--- START ---

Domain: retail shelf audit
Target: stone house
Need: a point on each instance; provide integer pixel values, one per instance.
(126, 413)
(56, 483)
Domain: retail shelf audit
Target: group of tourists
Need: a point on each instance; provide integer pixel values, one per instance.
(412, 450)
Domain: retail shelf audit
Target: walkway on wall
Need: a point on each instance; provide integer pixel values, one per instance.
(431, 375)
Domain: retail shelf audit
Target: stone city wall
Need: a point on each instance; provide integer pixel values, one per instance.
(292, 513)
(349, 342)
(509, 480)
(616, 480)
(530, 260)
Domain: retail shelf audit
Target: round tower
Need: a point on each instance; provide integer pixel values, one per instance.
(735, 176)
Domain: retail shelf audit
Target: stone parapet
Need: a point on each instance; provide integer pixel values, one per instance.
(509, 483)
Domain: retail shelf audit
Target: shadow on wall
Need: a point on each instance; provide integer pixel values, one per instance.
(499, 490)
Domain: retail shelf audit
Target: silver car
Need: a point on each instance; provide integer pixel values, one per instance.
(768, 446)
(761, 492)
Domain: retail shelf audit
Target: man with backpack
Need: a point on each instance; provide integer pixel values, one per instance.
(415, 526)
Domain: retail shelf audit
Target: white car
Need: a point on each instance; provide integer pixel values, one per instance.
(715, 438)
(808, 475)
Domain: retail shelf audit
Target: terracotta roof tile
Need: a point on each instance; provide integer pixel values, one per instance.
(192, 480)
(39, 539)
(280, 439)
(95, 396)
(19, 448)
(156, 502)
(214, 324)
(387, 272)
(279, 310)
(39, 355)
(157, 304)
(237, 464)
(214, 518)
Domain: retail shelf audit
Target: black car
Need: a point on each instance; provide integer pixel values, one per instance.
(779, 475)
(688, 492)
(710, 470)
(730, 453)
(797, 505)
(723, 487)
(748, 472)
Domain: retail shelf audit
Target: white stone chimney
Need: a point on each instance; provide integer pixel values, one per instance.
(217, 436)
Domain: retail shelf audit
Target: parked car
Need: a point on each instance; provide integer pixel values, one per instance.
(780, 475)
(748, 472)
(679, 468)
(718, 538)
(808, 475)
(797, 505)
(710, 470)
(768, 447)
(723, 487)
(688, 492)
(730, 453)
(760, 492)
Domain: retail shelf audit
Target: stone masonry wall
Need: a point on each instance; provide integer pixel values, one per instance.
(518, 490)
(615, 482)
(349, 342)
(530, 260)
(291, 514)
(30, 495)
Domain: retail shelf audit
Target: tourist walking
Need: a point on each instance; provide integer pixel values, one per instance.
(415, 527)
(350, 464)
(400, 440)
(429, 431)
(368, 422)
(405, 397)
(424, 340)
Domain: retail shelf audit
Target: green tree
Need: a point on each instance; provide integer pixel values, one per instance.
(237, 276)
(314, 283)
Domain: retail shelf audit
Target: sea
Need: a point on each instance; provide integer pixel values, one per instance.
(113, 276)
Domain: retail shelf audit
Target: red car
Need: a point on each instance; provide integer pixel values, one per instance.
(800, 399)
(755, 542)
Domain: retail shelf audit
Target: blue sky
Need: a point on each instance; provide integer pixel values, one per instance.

--- END ---

**What you have to do:** Nothing is to be left out; reproduce each record exactly.

**Task response:**
Domain: retail shelf audit
Target: stone house
Need: a point on each instance; provide integer pixel values, one per instance.
(126, 413)
(56, 483)
Domain: retail shelf audit
Target: group of tourists
Need: a point on each instance; provide integer pixel values, one per instance.
(412, 450)
Domain: retail shelf audit
Target: walkway on wall
Need: a point on each instance; provide integer pixel values, one per instance.
(431, 375)
Domain: retail shelf audit
Target: stone city wall
Need: a point on each instance; provide integer pixel values, one per instance.
(292, 513)
(349, 342)
(509, 480)
(616, 480)
(530, 260)
Domain: retail shelf audit
Target: round tower
Need: a point on each instance; provide integer pixel values, one per instance.
(735, 176)
Domain: retail shelf audit
Target: stone parapet
Need: a point on each instance; provide integer pixel values, one per instance.
(509, 483)
Domain: retail shelf audit
Target: shadow on wall
Need: a point on each instance; provide integer pixel values, one per instance.
(499, 490)
Domain: retail shelf audit
Target: silver car
Need: a point on each instance; provide integer pixel values, one per instance.
(768, 446)
(761, 492)
Domain: retail shelf audit
Target: man with backpack
Need: a point on each instance; provide integer pixel values, one per instance.
(415, 526)
Domain: retail shelf audit
Target: white car
Need: a point on each instance; provide integer pixel values, one per instance.
(715, 438)
(808, 475)
Domain: retail shelf audit
Target: terracotta roof tile
Need: a point on each instance; provide integer pixel values, one per instance.
(192, 480)
(39, 539)
(280, 439)
(95, 396)
(19, 448)
(156, 502)
(214, 324)
(387, 272)
(279, 310)
(39, 355)
(157, 304)
(237, 464)
(214, 518)
Domain: retail shelf audit
Target: black car
Need: a point on each instance; provide integer pixel values, one per instance.
(779, 475)
(688, 492)
(710, 470)
(730, 453)
(797, 505)
(723, 487)
(748, 472)
Domain: retail shelf audit
Target: white stone chimney
Need: a point on each instance; provide integer pixel values, one per instance.
(217, 436)
Domain: retail shelf audit
Target: parked car
Need: a point on each instance; provide integer pixel values, one per instance.
(780, 475)
(748, 472)
(679, 468)
(718, 538)
(808, 475)
(797, 505)
(710, 470)
(768, 447)
(723, 487)
(688, 492)
(730, 453)
(760, 492)
Domain: retail shelf audit
Target: stone masonry wall
Need: a point on each instance; provide integer pixel values, one per instance.
(518, 490)
(615, 482)
(349, 342)
(530, 260)
(291, 514)
(30, 495)
Domain: retail shelf audit
Target: tourist walking
Need: a point on each instance; provide integer pixel values, one per instance.
(415, 527)
(350, 464)
(400, 440)
(429, 431)
(368, 422)
(405, 397)
(424, 340)
Domain: retail shelf audit
Target: green tree
Need: a point on each instance; provide integer pixel values, one per instance.
(237, 276)
(314, 283)
Domain: retail shelf audit
Target: sea
Need: a point on each instance; provide integer pixel values, one per instance.
(113, 276)
Domain: retail shelf audit
Target: red car
Need: a point on each instance; provide integer pixel values, one per instance.
(800, 399)
(755, 542)
Domain: retail shelf audit
Target: blue sky
Need: a point on each instance; provide integer pixel values, one per instance.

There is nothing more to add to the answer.